◆ **Teks yang Diberikan**

□ □ □ □ □ □ □

Bagaimana hukumnya membawa anak kecil ke masjid
Mengenai hal ini saya akan mengambil jawaban dari
pendapat syekh Muhammad bin Shalih Al-Utsaimin. Beliau menjawab:
“Menurut hemat
saya, membawa anak-anak yang akan mengganggu jama’ah shalat tidak boleh. Karena
hanya akan menyakiti jama’ah yang sedang menunaikan kewajiban dari Allah. Nabi
Shallallahu ‘alaiahi was sallam pernah mendengar beberapa sahabat yang sedang
shalat, bersuara keras dalam qiro’ah maka beliau bersabda.
“Artinya : Janganlah sebagian kalian bersuara
melebihi orang lain dalam membaca ayat”
Dalam hadits lain, “Janganlah sebagian kalian
mengganggu lainnya”.
Jadi, segala sesuatu yang dapat mengganggu
jama’ah shalat tidak boleh dilakukan oleh siapapun
Nasihat saya kepada orang tua, sebaiknya tidak
menyertakan anak-anak ke masjid, hendaklah mereka berpegang pada petunjuk Nabi
Shallallahu ‘alaihi wa sallam.
“Artinya : Perintahkanlah anak-anak kalian
mengerjakan shalat sewaktu berumur tujuh tahun. Dan pukullah mereka jika tidak
mau melaksanakannya sewaktu umur sepuluh tahun”.
Demikian juga saya pesan kepada pengurus
masjid agar berlapang dada dan tidak menghalangi anak-anak datang ke masjid
sepanjang diperbolehkan oleh syari’at. Dan tidak mengusir mereka dari
tempatnya, karena siapa saja yang lebih dahulu mengambil tempat, maka dialah
yang paling berhak mendapatkannya, baik anak-anak atau orang dewasa. Karena
itu, mengusir anak-anak dari tempat shalat mereka mengandung unsur.
[1]. Perampasan hak, karena siapapun yang
mendahului orang lain dari kalangan muslimin, maka dia orang yang paling berhak
meraihnya.
[2]. Menyebabkan trauma pada anak untuk
kembali mendatangi masjid.

□ □ □ □ □ □ □

◆ **Data yang Diberikan**
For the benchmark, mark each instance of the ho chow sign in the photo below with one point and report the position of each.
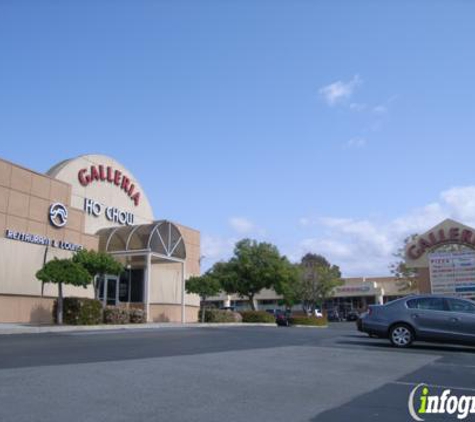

□ □ □ □ □ □ □

◆ **Tugas Latihan 1**
Ringkaslah teks tentang membawa anak kecil ke masjid dalam dua kalimat.
◆ **Tugas Latihan 2**
Susun kembali paragraf dalam teks tentang membawa anak kecil ke masjid yang diawali dengan "Demikian juga saya pesan kepada pengurus masjid" sebagai daftar poin.
◆ **Tugas Latihan 3**
Lanjutkan teks tentang membawa anak kecil ke masjid, dimulai setelah kalimat terakhirnya.
Data tersebut tidak dipakai dalam latihan ini.

◆ **Hasil 1**
Syekh Muhammad bin Shalih Al-Utsaimin berpendapat bahwa membawa anak-anak yang akan mengganggu jamaah shalat tidak boleh, sehingga beliau menasihati orang tua agar sebaiknya tidak menyertakan anak-anak ke masjid. Beliau juga berpesan kepada pengurus masjid agar berlapang dada, tidak menghalangi anak-anak datang ke masjid sepanjang diperbolehkan oleh syariat, dan tidak mengusir mereka dari tempatnya.

◆ **Hasil 2**
- Pengurus masjid diminta berlapang dada.
- Anak-anak tidak boleh dihalangi datang ke masjid sepanjang diperbolehkan oleh syariat.
- Anak-anak tidak boleh diusir dari tempatnya.
- Siapa saja yang lebih dahulu mengambil tempat, baik anak-anak maupun orang dewasa, paling berhak mendapatkannya.
- Karena itu, mengusir anak-anak dari tempat shalat mereka mengandung sejumlah unsur.

◆ **Hasil 3**
[3]. Akan menanamkan rasa dengki anak terhadap
orang yang mengusirnya dari tempatnya semula.
[4]. Anak-anak akan berkumpul menjadi satu,
sehingga terjadilah permainan di antara mereka dan menyebabkan gangguan
terhadap jama’ah yang sebenarnya hal itu tidak akan terjadi manakala anak-anak
berbaris dalam shaf orang-orang dewasa.
Adapun pendapat yang disebutkan oleh sebagian
ulama, bahwa anak kecil boleh dipindahkan dari tempatnya semula sehingga berada
di ujung shaf atau di shaf paling akhir, dengan dalil bahwa Nabi pernah
bersabda.
“Artinya : Hendaknya berada didekatku,
orang-orang dewasa dan berakal”
Adalah pendapat marjuh (lemah) yang
bertentangan dengan sabda Nabi Shallallahu ‘alaihi wa sallam yang lain.
“Artinya : Barangsiapa lebih dulu mendapatkan
sesuatu yang belum ada seorangpun yang mendahuluinya maka dialah orang yang
paling berhak mendapatkkannya”
Dan istidlal (penggunaan dalil) mereka dengan
sabda Nabi Shallallahu ‘alaihi wa sallam : “Hendaknya berada didekatku,
orang-orang dewasa dan berakal”, dalam masalah ini tidak tepat.
Karena kandungan hadits ini adalah anjuran
kepada orang-orang dewasa dan berakal agar maju mendekati Nabi. Mereka adalah
orang-orang yang lebih faham terhadap seluk beluk shalat daripada anak kecil.
Dan lebih kuat pengetahuannya terhadap apa-apa yang dilihat atau didengar dari
Nabi. Beliau tidak mengatakan : “Tidak boleh berada diekatku kecuali orang
dewasa lagi berakal”.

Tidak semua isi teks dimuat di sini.